DATASET RECORDS —
◆ ◆ ◆
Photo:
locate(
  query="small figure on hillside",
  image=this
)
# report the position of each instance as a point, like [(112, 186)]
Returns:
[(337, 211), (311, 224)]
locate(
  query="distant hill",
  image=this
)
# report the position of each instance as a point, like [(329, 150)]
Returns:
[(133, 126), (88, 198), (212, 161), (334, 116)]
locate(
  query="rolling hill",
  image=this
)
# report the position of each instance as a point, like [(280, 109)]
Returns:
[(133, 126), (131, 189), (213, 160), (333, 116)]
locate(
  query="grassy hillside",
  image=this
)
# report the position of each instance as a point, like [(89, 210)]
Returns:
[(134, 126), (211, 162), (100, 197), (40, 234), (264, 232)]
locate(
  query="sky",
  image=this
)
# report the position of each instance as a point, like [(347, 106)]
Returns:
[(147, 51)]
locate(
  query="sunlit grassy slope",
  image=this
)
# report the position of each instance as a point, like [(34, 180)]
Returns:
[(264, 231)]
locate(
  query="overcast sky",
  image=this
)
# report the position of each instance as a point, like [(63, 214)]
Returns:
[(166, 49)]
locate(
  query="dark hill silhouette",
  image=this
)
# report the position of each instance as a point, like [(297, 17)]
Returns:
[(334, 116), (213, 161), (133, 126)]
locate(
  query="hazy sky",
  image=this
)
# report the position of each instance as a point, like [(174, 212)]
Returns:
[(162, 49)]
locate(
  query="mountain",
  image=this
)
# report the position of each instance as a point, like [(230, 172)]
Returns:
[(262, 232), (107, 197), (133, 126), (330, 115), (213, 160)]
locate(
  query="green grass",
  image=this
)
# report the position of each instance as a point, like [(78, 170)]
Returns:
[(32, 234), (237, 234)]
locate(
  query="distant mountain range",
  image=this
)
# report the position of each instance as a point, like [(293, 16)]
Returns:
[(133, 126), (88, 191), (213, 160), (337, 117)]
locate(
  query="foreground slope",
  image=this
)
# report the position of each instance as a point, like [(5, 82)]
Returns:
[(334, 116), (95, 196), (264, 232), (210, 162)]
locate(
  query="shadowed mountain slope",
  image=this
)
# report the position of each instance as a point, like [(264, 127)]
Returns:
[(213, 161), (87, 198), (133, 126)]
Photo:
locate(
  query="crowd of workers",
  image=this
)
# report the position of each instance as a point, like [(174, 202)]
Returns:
◆ ◆ ◆
SET EXERCISE — Rewrite all the entries above, replacing every occurrence of "Returns" with "Output" and leaving everything else the same.

FINISHED EXERCISE —
Photo:
locate(
  query="small figure on hillside",
  image=this
)
# report the position of each instance as a point, like [(112, 186)]
Output:
[(337, 211), (311, 224)]
locate(
  query="distant hill",
  image=this
)
# report the position of each instance as a point, like [(329, 150)]
Output:
[(133, 126), (88, 198), (212, 161), (334, 116)]
locate(
  query="rolling hill",
  image=this
)
# report the position of each instance as a point, like [(280, 109)]
Output:
[(133, 126), (131, 189), (213, 160), (333, 116)]
locate(
  query="grassy hillside",
  image=this
)
# report the position of each instance as a point, like [(89, 210)]
Output:
[(134, 126), (211, 162), (100, 197), (40, 234), (264, 232)]
locate(
  query="sky",
  image=this
)
# report the position of each instance as a point, like [(347, 106)]
Output:
[(147, 51)]
locate(
  query="sunlit grassy slope",
  image=this
)
# report the position of each instance as a point, like [(34, 180)]
Output:
[(264, 231)]
locate(
  query="overcast sky",
  image=this
)
# report the position of each instance as a point, like [(63, 214)]
Output:
[(166, 49)]
locate(
  query="dark hill silhouette",
  image=this
)
# report the position of each instance as a point, like [(297, 17)]
Output:
[(334, 116), (213, 161), (133, 126)]
locate(
  query="hazy sky",
  image=this
)
# report the position of each instance as a point, like [(174, 212)]
Output:
[(162, 49)]
locate(
  query="mountain",
  image=this
)
# report the position of each instance as a point, like [(230, 172)]
Output:
[(262, 232), (107, 197), (133, 126), (330, 115), (213, 160)]
locate(
  query="green grass",
  image=this
)
# report the position of each instance as a point, like [(78, 170)]
Output:
[(32, 234), (237, 234)]
locate(
  query="distant mountain range",
  image=this
)
# report the position of each instance as a point, like [(293, 16)]
Output:
[(133, 126), (88, 191), (213, 160), (337, 117)]
locate(
  query="foreground slope",
  image=this
)
# report the position of each instance as a point, like [(5, 82)]
Output:
[(334, 116), (95, 196), (264, 232), (210, 162)]
locate(
  query="shadowed mountain slope",
  image=this
)
# report the position of each instance as a point, like [(264, 127)]
Output:
[(213, 161), (87, 198), (133, 126)]
Photo:
locate(
  query="crowd of workers",
  image=this
)
# report the position of each instance as a point, like [(174, 202)]
Output:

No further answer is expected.